**WORK INSTRUCTIONS**:
Quote everything in the post on Iran's nuclear timeline from "So much for" down to "Isn't technology great?", word for word.

So much for 'negotiations': As Obama pushes to delay sanctions, experts say Iran could build a nuke within a month

Greetings from 39,000 feet above the eastern seaboard of the United States. Isn't technology great?

I am currently flying from Miami (to which I drove at 5:00 am) to Newark, where I will be spending the Sabbath in the town in which I lived for my last eight years in the US....

USA Today reported on Thursday that the Institute for Science and International Security (ISIS) estimates that Iran could produce enough enriched uranium for a nuclear weapon within a month. Meanwhile, the Obama administration is pushing the US Senate to delay further sanctions against Iran in the hope of 'improving the atmosphere' for 'negotiations.'
"Shortening breakout times have implications for any negotiation with Iran," stated the report by the Institute for Science and International Security. "An essential finding is that they are currently too short and shortening further."
David Albright, president of the institute and a former inspector for the U.N. International Atomic Energy Agency, said the estimate means that Iran would have to eliminate more than half of its 19,000 centrifuges to extend the time it would take to build a bomb to six months.
But the Obama administration - as usual - believes that it knows better than the experts.
The Obama administration has said Iran is probably a year away from having enough enriched uranium to make a bomb.

**DATASET EXTRACT**:
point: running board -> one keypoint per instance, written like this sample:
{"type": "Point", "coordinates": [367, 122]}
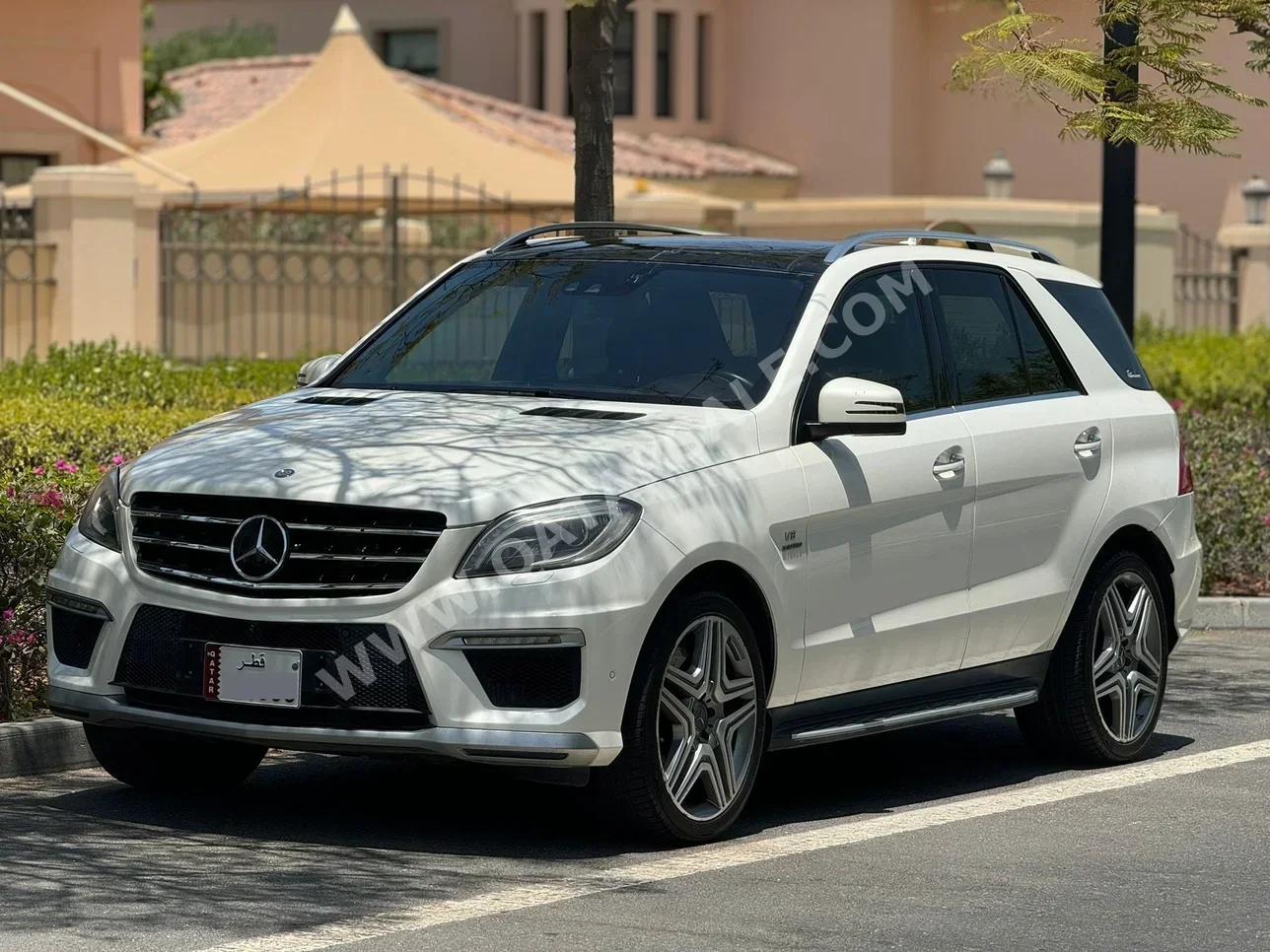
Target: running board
{"type": "Point", "coordinates": [911, 718]}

**RESULT**:
So much for 'negotiations': As Obama pushes to delay sanctions, experts say Iran could build a nuke within a month

Greetings from 39,000 feet above the eastern seaboard of the United States. Isn't technology great?